Across the entries below, the lines containing "earring" should be counted and only their number returned.

════════

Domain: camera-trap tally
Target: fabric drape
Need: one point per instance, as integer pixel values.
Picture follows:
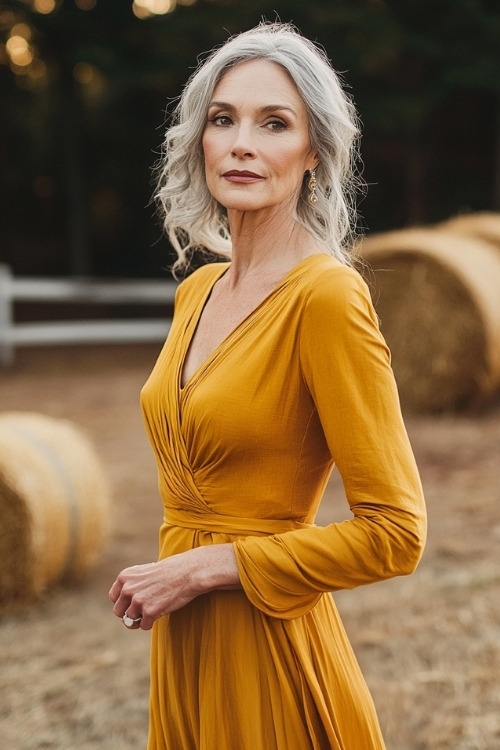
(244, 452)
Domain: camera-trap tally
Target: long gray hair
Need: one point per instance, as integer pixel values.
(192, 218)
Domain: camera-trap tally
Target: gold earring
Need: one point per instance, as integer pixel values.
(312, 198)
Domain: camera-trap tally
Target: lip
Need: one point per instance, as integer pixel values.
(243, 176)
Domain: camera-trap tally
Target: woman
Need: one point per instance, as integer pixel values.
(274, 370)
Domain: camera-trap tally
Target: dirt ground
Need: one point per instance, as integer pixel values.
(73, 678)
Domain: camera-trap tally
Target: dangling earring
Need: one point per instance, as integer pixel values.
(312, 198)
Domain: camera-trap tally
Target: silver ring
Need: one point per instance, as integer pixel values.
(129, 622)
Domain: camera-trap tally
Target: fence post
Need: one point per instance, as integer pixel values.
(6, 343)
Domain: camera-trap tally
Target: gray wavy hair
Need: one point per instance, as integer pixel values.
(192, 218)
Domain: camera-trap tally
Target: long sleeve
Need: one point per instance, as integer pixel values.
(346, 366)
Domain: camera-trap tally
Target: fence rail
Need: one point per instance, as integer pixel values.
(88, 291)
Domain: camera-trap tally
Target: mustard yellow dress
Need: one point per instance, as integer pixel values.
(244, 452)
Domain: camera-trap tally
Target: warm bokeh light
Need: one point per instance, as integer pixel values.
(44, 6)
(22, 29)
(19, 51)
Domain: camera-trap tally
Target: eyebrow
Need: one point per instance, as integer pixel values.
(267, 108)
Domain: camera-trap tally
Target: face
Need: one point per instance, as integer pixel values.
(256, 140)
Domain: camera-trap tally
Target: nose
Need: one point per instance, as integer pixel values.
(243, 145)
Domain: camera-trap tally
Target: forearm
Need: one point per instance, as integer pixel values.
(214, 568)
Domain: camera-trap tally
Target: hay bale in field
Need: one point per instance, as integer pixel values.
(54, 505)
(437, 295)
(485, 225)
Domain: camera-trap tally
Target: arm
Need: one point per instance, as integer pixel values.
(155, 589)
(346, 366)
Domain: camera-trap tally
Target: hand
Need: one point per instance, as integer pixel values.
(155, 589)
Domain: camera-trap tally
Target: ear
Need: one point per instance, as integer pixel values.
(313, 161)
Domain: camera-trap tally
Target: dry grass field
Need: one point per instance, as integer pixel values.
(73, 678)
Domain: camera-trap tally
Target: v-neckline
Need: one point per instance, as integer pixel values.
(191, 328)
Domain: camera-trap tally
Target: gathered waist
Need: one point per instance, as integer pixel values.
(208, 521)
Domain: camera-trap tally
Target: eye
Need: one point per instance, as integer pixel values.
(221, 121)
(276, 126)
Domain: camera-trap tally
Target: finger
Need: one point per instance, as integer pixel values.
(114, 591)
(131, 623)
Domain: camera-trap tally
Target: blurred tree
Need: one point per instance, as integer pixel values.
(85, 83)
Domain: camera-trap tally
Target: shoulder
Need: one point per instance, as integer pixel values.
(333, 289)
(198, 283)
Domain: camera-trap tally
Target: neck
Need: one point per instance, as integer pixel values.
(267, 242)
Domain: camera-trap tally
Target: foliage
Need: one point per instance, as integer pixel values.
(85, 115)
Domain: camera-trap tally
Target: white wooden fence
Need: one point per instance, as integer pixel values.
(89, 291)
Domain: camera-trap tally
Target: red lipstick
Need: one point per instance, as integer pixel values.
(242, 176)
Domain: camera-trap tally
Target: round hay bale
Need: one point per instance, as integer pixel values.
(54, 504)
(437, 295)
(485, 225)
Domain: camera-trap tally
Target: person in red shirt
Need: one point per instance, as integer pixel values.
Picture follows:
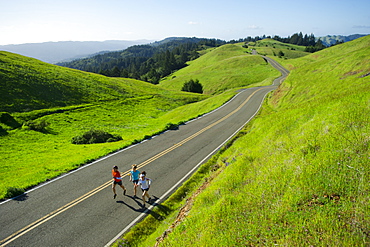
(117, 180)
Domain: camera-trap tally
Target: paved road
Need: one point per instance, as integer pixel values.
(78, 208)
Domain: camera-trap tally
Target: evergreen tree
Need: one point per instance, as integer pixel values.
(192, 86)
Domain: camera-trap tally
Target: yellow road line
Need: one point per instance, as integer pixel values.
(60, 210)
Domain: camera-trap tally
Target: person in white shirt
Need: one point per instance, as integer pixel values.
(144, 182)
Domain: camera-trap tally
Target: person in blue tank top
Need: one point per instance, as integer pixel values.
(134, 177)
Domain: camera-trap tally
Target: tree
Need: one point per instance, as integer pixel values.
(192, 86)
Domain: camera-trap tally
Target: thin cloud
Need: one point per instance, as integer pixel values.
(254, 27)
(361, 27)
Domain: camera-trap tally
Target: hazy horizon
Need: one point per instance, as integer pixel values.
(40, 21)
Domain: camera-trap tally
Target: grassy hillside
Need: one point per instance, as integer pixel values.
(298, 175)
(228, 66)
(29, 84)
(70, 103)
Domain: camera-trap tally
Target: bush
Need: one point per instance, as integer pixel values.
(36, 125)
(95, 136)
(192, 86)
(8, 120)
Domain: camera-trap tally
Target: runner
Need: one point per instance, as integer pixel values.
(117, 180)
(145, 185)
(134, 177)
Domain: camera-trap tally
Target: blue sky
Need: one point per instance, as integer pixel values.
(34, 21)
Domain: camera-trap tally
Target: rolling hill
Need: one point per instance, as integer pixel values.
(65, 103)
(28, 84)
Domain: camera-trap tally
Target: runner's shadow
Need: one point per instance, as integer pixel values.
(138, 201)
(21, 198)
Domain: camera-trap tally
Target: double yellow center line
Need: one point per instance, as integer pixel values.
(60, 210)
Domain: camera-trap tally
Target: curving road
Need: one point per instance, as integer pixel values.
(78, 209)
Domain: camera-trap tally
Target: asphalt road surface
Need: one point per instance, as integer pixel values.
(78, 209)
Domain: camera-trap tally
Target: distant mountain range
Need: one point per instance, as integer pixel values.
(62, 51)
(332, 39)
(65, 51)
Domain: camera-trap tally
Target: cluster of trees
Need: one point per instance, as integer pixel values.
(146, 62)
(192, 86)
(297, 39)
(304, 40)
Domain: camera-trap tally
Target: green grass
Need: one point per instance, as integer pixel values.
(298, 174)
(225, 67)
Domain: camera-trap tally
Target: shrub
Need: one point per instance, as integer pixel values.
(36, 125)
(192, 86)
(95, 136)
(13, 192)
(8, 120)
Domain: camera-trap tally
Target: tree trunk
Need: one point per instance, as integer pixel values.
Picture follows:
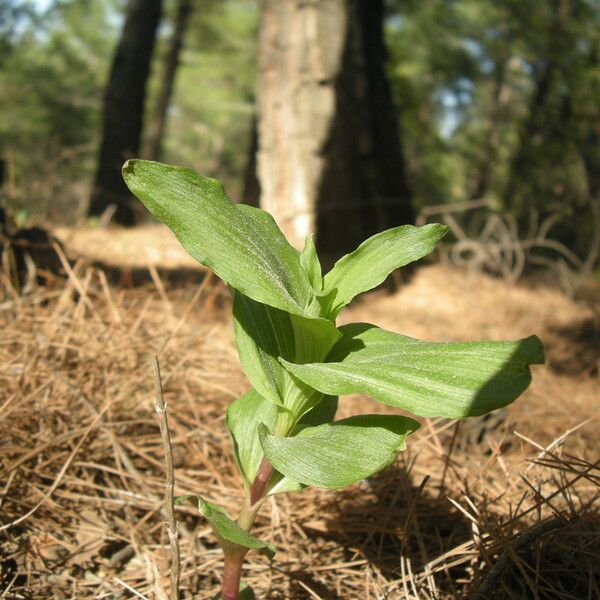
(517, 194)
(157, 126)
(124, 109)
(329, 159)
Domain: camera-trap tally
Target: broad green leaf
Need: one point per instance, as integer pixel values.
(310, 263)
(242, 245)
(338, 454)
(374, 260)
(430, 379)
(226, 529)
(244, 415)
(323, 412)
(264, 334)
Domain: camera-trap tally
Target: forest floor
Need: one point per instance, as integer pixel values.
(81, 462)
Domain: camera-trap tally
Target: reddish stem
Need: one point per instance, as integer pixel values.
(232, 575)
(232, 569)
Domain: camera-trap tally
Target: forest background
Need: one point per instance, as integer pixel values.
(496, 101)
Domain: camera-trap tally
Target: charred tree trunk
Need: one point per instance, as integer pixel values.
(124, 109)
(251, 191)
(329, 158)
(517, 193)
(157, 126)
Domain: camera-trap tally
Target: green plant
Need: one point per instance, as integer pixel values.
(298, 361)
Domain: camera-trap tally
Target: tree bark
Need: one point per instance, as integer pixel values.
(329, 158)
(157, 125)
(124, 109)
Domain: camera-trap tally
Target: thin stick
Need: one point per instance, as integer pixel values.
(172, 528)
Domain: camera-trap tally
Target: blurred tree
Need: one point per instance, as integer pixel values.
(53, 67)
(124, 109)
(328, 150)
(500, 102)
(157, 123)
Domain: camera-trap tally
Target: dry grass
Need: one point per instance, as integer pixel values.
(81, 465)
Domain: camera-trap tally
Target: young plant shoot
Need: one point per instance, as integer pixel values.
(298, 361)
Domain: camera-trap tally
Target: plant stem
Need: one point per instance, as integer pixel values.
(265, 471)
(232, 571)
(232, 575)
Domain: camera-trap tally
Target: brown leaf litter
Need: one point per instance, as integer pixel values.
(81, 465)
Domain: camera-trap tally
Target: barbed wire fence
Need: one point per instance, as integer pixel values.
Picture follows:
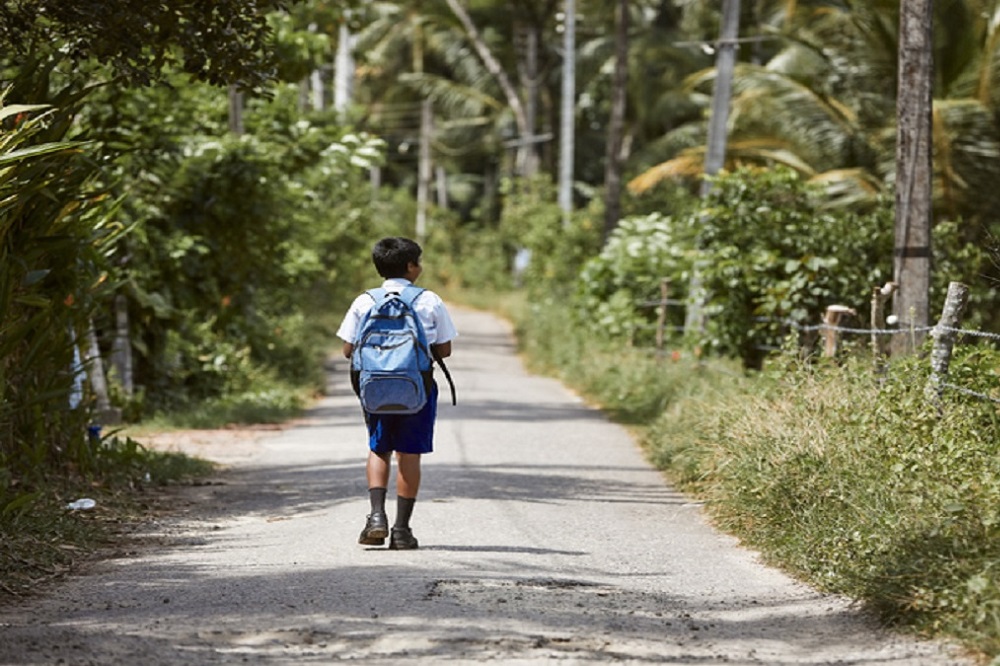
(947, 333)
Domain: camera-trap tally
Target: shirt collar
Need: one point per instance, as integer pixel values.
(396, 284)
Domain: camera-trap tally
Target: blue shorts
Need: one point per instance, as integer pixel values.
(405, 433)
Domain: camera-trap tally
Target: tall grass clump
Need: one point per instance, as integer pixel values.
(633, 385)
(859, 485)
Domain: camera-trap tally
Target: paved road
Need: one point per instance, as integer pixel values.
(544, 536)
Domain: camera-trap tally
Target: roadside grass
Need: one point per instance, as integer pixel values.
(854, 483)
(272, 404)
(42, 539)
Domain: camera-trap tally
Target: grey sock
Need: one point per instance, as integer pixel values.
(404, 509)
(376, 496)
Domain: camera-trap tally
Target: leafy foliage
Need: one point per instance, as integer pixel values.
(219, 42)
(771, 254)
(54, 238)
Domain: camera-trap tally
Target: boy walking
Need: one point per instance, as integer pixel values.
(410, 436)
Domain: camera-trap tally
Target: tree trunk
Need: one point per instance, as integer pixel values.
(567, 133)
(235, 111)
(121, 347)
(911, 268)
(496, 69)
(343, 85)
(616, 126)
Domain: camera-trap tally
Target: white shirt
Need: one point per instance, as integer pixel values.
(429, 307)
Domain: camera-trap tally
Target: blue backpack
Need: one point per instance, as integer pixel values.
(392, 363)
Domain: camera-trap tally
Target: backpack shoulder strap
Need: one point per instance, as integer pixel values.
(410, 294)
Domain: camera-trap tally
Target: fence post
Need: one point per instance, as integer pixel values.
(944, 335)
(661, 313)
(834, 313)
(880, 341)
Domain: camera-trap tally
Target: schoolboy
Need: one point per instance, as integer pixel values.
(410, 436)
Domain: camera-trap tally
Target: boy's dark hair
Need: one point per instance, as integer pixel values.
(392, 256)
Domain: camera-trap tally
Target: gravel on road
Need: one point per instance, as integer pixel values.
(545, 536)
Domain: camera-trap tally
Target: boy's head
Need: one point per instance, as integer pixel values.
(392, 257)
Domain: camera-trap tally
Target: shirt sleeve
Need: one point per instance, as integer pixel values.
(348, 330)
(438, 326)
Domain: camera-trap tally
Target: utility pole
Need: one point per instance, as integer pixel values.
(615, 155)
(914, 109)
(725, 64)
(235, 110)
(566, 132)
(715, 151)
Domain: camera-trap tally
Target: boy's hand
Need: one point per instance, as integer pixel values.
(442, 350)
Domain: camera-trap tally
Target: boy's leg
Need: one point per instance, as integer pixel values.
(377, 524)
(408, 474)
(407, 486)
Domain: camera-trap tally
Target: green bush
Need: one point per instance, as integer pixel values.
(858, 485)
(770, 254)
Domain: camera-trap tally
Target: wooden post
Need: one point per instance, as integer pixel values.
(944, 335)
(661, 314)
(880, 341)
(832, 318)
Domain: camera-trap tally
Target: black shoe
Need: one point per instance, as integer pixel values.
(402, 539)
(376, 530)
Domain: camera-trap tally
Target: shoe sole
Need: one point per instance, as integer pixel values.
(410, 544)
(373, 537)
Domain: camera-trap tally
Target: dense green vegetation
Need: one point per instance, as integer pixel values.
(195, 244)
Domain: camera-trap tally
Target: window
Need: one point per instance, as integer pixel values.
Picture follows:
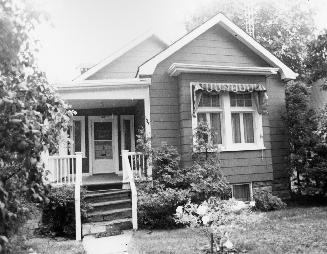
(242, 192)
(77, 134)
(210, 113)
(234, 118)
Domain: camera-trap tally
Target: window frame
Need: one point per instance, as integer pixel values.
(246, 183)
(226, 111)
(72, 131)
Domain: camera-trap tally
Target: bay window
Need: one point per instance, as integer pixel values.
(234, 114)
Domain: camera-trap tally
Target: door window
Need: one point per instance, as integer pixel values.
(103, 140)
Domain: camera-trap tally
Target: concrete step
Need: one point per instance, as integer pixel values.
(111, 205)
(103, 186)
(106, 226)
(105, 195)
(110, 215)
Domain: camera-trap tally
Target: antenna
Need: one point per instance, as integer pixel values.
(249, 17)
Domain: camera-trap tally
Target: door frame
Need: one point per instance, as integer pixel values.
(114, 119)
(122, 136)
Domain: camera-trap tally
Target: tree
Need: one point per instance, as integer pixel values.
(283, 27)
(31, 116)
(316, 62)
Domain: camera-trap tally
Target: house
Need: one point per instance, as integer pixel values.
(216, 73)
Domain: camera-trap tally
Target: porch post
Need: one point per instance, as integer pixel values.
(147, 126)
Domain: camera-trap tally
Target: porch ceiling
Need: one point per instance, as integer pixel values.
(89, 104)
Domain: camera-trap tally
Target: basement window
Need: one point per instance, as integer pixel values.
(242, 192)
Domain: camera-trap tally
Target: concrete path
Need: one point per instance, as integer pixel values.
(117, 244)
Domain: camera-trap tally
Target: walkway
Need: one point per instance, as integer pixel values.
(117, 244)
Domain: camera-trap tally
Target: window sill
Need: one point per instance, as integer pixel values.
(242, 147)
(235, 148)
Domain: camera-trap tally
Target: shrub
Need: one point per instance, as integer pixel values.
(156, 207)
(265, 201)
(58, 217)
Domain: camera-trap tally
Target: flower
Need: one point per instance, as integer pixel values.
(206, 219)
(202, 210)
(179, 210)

════════

Solved problem » 2